[Start DATASET ENTRIES]
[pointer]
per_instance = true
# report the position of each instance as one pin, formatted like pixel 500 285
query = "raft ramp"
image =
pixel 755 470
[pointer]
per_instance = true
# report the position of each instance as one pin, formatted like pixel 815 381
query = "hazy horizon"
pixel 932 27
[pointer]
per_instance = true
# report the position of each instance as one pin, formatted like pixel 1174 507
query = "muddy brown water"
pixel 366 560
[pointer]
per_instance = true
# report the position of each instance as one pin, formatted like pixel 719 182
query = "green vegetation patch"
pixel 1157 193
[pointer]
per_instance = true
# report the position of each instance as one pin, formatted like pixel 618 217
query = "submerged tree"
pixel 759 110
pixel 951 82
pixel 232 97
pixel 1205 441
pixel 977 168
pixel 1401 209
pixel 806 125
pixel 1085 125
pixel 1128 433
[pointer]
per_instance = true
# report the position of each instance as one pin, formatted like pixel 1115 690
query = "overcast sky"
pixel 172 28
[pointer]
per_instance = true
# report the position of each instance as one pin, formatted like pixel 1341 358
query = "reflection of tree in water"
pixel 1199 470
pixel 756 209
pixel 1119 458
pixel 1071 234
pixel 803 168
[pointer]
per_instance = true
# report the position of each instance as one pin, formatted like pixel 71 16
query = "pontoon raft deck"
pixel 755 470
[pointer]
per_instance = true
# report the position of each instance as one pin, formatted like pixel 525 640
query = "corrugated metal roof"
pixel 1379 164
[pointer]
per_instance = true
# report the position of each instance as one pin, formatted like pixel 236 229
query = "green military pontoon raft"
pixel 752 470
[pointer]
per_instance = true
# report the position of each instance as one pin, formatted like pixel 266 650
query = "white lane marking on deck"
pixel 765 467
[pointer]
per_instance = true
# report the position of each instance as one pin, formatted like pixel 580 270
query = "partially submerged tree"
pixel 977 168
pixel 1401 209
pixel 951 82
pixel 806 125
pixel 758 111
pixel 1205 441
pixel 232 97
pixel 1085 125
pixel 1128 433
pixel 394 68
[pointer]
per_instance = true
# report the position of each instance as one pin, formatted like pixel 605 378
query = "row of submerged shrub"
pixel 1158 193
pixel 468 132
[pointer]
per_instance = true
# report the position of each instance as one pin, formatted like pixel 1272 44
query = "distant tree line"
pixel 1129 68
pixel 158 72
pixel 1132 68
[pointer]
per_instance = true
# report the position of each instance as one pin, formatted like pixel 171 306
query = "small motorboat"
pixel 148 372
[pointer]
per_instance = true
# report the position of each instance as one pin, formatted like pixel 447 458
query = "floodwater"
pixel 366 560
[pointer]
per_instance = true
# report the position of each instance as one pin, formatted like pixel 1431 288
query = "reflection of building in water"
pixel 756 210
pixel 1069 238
[End DATASET ENTRIES]
§ **WHAT IS REQUIRED**: Change "hazy" to "misty" in the listing from its first line up to and including the line with "pixel 1157 193", and give those lines back with nothing else altered.

§ **TASK SOLUTION**:
[pointer]
per_instance = true
# report the position of each instance as one pin, formatted like pixel 500 285
query = "raft ramp"
image =
pixel 755 470
[pointer]
per_instance = true
# report the position of each instance as one pin, formatted like pixel 815 381
query = "misty horizon"
pixel 932 27
[pointer]
per_instance = true
# report the position of each instance as one pin, formatted like pixel 1174 507
query = "muddy brown water"
pixel 366 560
[pointer]
per_instance = true
# report the position of each instance as one pin, formatted like pixel 719 182
query = "green vegetation patch"
pixel 1157 193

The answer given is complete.